▸ Exercise prompt
In full and without alteration, reproduce every record.

⁂

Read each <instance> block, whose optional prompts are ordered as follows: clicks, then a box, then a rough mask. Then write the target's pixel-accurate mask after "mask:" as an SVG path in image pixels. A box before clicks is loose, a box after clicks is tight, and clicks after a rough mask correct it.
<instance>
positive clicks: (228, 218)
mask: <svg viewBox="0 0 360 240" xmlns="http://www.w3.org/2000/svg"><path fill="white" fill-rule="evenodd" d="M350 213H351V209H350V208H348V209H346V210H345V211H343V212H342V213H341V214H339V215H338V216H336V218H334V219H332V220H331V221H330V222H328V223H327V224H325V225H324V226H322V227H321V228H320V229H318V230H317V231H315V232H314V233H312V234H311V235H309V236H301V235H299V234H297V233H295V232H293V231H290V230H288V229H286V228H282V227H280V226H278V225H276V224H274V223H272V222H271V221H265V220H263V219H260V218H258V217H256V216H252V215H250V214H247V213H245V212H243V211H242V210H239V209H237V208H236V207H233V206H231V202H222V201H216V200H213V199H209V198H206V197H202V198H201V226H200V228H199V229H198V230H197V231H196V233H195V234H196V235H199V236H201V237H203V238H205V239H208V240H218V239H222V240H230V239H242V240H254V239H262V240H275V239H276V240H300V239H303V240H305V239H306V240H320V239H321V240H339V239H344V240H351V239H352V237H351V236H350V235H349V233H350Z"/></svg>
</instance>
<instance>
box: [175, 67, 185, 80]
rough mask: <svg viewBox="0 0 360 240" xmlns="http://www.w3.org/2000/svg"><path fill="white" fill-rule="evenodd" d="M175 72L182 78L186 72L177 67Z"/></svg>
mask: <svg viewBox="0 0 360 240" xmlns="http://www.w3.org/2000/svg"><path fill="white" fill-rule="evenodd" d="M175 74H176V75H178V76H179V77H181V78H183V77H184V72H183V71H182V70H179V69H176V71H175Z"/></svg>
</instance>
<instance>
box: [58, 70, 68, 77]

⁂

▸ Expected answer
Read each <instance> block, whose optional prompts are ordered as follows: clicks, then a box, then a rough mask. Then write the target's pixel-accurate mask after "mask:" as an SVG path in image pixels. A box before clicks is loose, a box after clicks is tight, and clicks after a rough mask correct it.
<instance>
positive clicks: (228, 218)
mask: <svg viewBox="0 0 360 240" xmlns="http://www.w3.org/2000/svg"><path fill="white" fill-rule="evenodd" d="M350 213H351V209H350V208H348V209H346V210H345V211H343V212H342V213H341V214H339V215H338V216H336V218H334V219H332V220H331V221H330V222H328V223H327V224H325V225H324V226H322V227H321V228H320V229H318V230H317V231H315V232H314V233H312V234H311V235H309V236H301V235H299V234H297V233H295V232H293V231H290V230H288V229H286V228H282V227H280V226H278V225H276V224H274V223H272V222H271V221H265V220H263V219H260V218H258V217H256V216H252V215H250V214H247V213H245V212H243V211H242V210H239V209H237V208H236V207H233V206H231V202H222V201H216V200H213V199H209V198H206V197H202V198H201V226H200V228H199V229H198V230H197V231H196V233H195V234H196V235H199V236H201V237H203V238H205V239H208V240H218V239H222V240H230V239H242V240H254V239H262V240H275V239H276V240H300V239H303V240H305V239H306V240H320V239H321V240H339V239H344V240H351V239H352V237H351V236H350V235H349V233H350Z"/></svg>
</instance>
<instance>
box: [175, 67, 185, 80]
rough mask: <svg viewBox="0 0 360 240" xmlns="http://www.w3.org/2000/svg"><path fill="white" fill-rule="evenodd" d="M175 72L182 78L186 72L177 67Z"/></svg>
mask: <svg viewBox="0 0 360 240" xmlns="http://www.w3.org/2000/svg"><path fill="white" fill-rule="evenodd" d="M175 74H176V75H178V76H179V77H181V78H183V77H184V72H183V71H182V70H179V69H176V71H175Z"/></svg>
</instance>
<instance>
box: [58, 70, 68, 77]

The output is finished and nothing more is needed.